▶ [WHAT YOU ARE ASKED TO DO]: Please filter the data down to the lines that include the word "below" and copy them.

▶ [SUPPLIED INFORMATION]:
::::

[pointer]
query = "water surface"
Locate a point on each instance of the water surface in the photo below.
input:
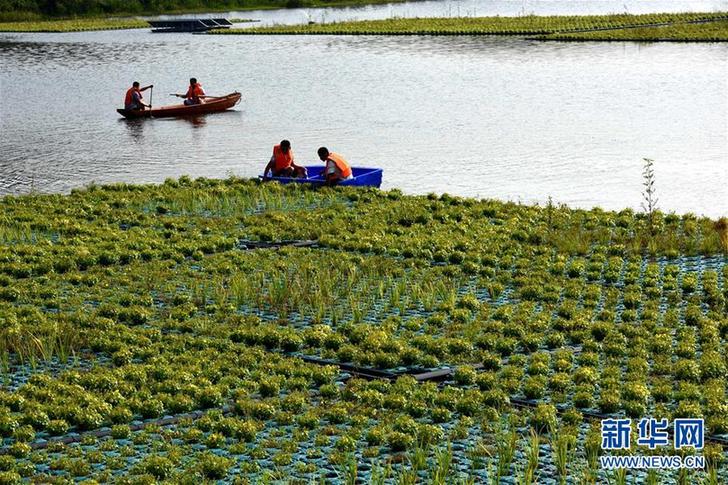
(475, 116)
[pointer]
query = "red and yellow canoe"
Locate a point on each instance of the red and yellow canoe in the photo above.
(211, 105)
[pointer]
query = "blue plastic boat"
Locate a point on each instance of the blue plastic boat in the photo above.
(362, 177)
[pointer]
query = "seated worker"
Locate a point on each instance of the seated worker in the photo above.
(134, 99)
(281, 164)
(337, 169)
(194, 94)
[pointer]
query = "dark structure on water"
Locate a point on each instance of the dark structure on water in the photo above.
(188, 25)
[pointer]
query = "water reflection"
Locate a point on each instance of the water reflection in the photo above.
(474, 116)
(135, 129)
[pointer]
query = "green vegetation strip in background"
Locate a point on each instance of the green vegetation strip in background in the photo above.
(73, 25)
(680, 32)
(531, 25)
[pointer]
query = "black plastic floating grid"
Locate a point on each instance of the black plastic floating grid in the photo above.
(420, 375)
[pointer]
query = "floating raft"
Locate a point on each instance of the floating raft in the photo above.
(188, 25)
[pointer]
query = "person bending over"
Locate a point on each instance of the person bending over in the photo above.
(337, 169)
(282, 164)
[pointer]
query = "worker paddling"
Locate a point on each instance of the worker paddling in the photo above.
(194, 95)
(134, 100)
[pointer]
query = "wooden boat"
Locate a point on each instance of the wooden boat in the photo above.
(212, 105)
(361, 177)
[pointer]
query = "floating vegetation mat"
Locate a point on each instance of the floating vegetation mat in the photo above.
(243, 332)
(73, 25)
(691, 26)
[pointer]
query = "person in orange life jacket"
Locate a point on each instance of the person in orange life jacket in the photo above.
(281, 164)
(337, 169)
(134, 99)
(194, 94)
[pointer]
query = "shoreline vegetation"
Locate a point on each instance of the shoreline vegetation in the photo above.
(126, 15)
(83, 24)
(156, 333)
(686, 27)
(682, 26)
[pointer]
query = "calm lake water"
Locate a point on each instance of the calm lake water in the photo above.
(475, 116)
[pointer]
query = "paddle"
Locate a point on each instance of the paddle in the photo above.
(204, 96)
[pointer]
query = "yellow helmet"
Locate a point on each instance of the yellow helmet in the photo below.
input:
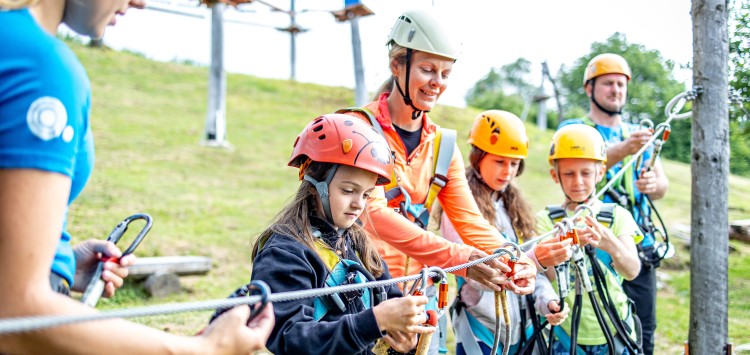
(606, 63)
(577, 141)
(500, 133)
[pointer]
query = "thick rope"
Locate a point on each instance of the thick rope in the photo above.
(26, 324)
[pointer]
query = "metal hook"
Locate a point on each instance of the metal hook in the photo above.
(515, 247)
(585, 207)
(646, 123)
(253, 288)
(441, 273)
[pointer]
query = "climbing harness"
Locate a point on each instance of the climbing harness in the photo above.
(621, 339)
(443, 144)
(96, 286)
(501, 299)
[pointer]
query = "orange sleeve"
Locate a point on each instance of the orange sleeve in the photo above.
(459, 205)
(385, 224)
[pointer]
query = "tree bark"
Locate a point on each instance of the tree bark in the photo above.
(710, 171)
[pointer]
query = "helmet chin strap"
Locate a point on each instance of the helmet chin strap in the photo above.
(609, 112)
(405, 94)
(322, 188)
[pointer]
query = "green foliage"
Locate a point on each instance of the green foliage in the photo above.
(507, 88)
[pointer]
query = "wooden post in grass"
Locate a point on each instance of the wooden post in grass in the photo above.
(215, 130)
(353, 10)
(710, 173)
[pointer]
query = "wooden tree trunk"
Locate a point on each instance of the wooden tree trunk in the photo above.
(710, 171)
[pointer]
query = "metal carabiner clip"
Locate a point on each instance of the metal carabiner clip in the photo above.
(96, 286)
(442, 289)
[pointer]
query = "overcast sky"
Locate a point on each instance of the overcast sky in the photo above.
(493, 33)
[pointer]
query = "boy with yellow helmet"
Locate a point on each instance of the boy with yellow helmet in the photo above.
(577, 157)
(605, 81)
(499, 147)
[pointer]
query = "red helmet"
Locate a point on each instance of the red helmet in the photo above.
(347, 140)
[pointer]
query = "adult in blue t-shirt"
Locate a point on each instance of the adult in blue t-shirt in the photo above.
(46, 157)
(606, 84)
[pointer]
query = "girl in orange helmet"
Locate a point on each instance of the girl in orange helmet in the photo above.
(317, 241)
(499, 147)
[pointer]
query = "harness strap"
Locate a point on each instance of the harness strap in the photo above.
(606, 215)
(555, 213)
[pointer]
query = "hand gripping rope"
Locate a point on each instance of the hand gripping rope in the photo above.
(96, 285)
(501, 299)
(423, 345)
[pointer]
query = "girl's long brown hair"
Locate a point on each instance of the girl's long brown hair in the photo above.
(519, 211)
(289, 222)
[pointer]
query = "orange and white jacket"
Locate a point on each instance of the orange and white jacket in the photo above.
(396, 236)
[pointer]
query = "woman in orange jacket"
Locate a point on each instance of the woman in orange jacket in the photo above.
(421, 59)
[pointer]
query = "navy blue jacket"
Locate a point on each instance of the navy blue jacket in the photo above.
(287, 265)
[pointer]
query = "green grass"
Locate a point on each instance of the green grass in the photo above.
(148, 120)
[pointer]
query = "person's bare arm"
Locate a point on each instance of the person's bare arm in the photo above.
(32, 205)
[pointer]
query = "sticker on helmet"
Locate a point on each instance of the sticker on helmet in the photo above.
(381, 153)
(47, 118)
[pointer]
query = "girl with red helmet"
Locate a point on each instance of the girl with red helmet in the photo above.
(316, 238)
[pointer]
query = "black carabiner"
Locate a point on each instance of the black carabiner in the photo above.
(253, 289)
(122, 227)
(96, 286)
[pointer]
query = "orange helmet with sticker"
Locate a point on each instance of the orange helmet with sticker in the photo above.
(500, 133)
(346, 140)
(606, 63)
(577, 141)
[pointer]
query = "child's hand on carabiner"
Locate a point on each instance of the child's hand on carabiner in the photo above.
(523, 279)
(401, 341)
(556, 315)
(403, 314)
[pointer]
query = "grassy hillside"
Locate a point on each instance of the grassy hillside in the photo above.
(148, 121)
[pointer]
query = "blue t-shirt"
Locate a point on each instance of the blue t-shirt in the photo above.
(612, 135)
(45, 97)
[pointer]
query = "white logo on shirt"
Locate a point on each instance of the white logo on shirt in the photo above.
(46, 118)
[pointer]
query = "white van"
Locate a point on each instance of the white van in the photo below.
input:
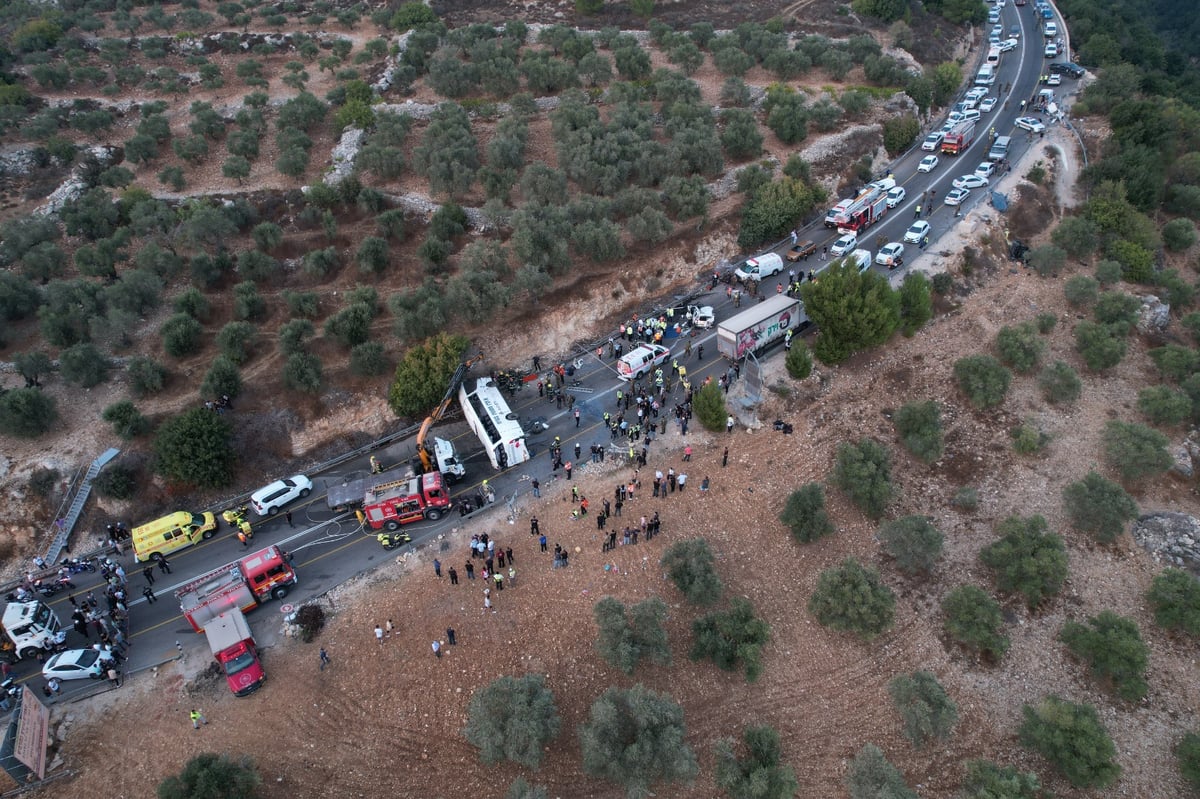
(1000, 148)
(760, 266)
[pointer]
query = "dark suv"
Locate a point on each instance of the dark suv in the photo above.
(1067, 67)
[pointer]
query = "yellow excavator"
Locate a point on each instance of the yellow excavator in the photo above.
(443, 457)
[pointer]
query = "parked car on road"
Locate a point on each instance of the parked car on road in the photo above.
(891, 254)
(957, 196)
(1031, 124)
(916, 232)
(75, 665)
(269, 499)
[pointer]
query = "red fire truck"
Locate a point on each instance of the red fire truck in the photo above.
(867, 209)
(241, 584)
(959, 138)
(400, 502)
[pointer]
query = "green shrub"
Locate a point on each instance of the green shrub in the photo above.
(804, 514)
(871, 776)
(181, 335)
(1099, 506)
(852, 598)
(1027, 559)
(1029, 438)
(1164, 406)
(1135, 451)
(1099, 346)
(126, 420)
(513, 719)
(913, 542)
(731, 638)
(919, 426)
(1072, 738)
(1114, 648)
(983, 379)
(985, 780)
(975, 620)
(760, 775)
(147, 376)
(927, 709)
(691, 568)
(798, 361)
(1020, 347)
(863, 472)
(84, 365)
(630, 635)
(1060, 383)
(1175, 599)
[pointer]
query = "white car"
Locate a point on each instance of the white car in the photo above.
(916, 232)
(269, 499)
(970, 181)
(844, 245)
(891, 254)
(957, 196)
(75, 665)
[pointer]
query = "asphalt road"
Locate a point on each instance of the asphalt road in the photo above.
(330, 548)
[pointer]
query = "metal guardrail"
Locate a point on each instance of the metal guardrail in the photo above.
(66, 522)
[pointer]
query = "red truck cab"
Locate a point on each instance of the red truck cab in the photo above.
(233, 648)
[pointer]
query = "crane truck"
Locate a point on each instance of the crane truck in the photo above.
(29, 630)
(443, 456)
(243, 586)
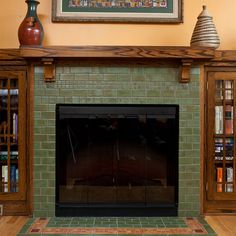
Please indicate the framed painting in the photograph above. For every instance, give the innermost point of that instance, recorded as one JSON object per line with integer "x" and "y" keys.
{"x": 128, "y": 11}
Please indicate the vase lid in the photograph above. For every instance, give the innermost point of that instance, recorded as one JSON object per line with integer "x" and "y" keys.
{"x": 204, "y": 12}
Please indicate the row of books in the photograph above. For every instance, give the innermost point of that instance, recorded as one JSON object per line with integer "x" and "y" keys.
{"x": 4, "y": 127}
{"x": 229, "y": 179}
{"x": 224, "y": 121}
{"x": 222, "y": 149}
{"x": 14, "y": 175}
{"x": 4, "y": 155}
{"x": 228, "y": 88}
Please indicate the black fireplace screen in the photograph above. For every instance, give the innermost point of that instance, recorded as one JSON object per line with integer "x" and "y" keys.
{"x": 116, "y": 160}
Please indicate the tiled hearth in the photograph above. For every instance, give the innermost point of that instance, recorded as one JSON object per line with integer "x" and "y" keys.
{"x": 116, "y": 226}
{"x": 116, "y": 84}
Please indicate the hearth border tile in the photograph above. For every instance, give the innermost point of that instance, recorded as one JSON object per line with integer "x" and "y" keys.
{"x": 193, "y": 226}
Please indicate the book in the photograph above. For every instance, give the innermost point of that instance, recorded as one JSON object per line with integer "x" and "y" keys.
{"x": 228, "y": 90}
{"x": 15, "y": 126}
{"x": 228, "y": 119}
{"x": 219, "y": 147}
{"x": 13, "y": 178}
{"x": 5, "y": 178}
{"x": 219, "y": 119}
{"x": 229, "y": 149}
{"x": 229, "y": 178}
{"x": 219, "y": 178}
{"x": 4, "y": 155}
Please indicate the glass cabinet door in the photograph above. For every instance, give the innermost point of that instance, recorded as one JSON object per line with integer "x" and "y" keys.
{"x": 221, "y": 137}
{"x": 12, "y": 151}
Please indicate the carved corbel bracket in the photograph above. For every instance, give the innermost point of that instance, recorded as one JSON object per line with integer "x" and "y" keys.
{"x": 185, "y": 73}
{"x": 49, "y": 69}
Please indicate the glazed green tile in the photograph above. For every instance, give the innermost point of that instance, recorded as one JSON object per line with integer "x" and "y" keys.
{"x": 84, "y": 80}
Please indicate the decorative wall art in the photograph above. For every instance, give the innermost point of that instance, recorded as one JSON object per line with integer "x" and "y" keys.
{"x": 137, "y": 11}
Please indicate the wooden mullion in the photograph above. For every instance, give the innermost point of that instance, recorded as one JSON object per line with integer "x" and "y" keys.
{"x": 210, "y": 137}
{"x": 8, "y": 133}
{"x": 234, "y": 135}
{"x": 224, "y": 182}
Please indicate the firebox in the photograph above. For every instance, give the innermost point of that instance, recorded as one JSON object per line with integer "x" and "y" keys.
{"x": 117, "y": 160}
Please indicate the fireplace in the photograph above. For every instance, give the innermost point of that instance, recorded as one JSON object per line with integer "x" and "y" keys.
{"x": 117, "y": 160}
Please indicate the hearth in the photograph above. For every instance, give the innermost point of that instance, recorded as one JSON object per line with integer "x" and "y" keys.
{"x": 117, "y": 160}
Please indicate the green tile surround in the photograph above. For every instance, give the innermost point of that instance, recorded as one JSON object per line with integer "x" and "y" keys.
{"x": 116, "y": 85}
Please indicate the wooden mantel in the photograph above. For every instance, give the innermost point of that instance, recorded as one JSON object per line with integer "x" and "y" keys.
{"x": 186, "y": 55}
{"x": 117, "y": 52}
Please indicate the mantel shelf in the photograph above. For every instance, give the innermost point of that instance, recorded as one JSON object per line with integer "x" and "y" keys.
{"x": 117, "y": 52}
{"x": 186, "y": 55}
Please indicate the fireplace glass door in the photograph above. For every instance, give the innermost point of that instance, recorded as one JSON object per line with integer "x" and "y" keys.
{"x": 115, "y": 159}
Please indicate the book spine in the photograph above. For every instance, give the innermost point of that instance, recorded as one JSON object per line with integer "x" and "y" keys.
{"x": 229, "y": 177}
{"x": 228, "y": 90}
{"x": 219, "y": 119}
{"x": 13, "y": 178}
{"x": 228, "y": 119}
{"x": 219, "y": 146}
{"x": 219, "y": 179}
{"x": 5, "y": 178}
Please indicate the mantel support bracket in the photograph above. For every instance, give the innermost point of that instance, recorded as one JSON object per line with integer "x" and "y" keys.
{"x": 49, "y": 69}
{"x": 185, "y": 72}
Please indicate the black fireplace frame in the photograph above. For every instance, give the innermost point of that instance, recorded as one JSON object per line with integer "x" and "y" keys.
{"x": 70, "y": 209}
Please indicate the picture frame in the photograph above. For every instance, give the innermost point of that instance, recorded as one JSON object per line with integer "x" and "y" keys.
{"x": 121, "y": 11}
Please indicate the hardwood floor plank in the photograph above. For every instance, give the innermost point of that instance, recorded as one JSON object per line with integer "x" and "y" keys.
{"x": 11, "y": 225}
{"x": 222, "y": 225}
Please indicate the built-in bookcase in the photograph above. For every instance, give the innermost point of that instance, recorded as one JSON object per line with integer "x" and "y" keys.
{"x": 221, "y": 139}
{"x": 12, "y": 138}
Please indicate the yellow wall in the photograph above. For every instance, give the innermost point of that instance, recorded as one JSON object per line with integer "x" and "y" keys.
{"x": 12, "y": 13}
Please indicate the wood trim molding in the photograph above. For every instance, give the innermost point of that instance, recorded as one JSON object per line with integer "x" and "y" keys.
{"x": 185, "y": 55}
{"x": 118, "y": 52}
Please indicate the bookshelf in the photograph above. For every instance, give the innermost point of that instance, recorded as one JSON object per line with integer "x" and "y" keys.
{"x": 12, "y": 140}
{"x": 220, "y": 170}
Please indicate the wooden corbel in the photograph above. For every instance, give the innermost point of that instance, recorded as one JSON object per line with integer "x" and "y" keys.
{"x": 185, "y": 73}
{"x": 49, "y": 69}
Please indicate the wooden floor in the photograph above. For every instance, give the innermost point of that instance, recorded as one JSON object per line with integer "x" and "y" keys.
{"x": 223, "y": 225}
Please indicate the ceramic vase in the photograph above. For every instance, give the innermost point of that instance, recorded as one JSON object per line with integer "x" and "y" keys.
{"x": 31, "y": 31}
{"x": 205, "y": 34}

::::

▶ [YOUR RESPONSE]:
Locate a point on each instance of the water surface in the photo below.
Locate a point on each instance of the yellow helmet in the photo below.
Locate a point on each instance of the white van in the photo below.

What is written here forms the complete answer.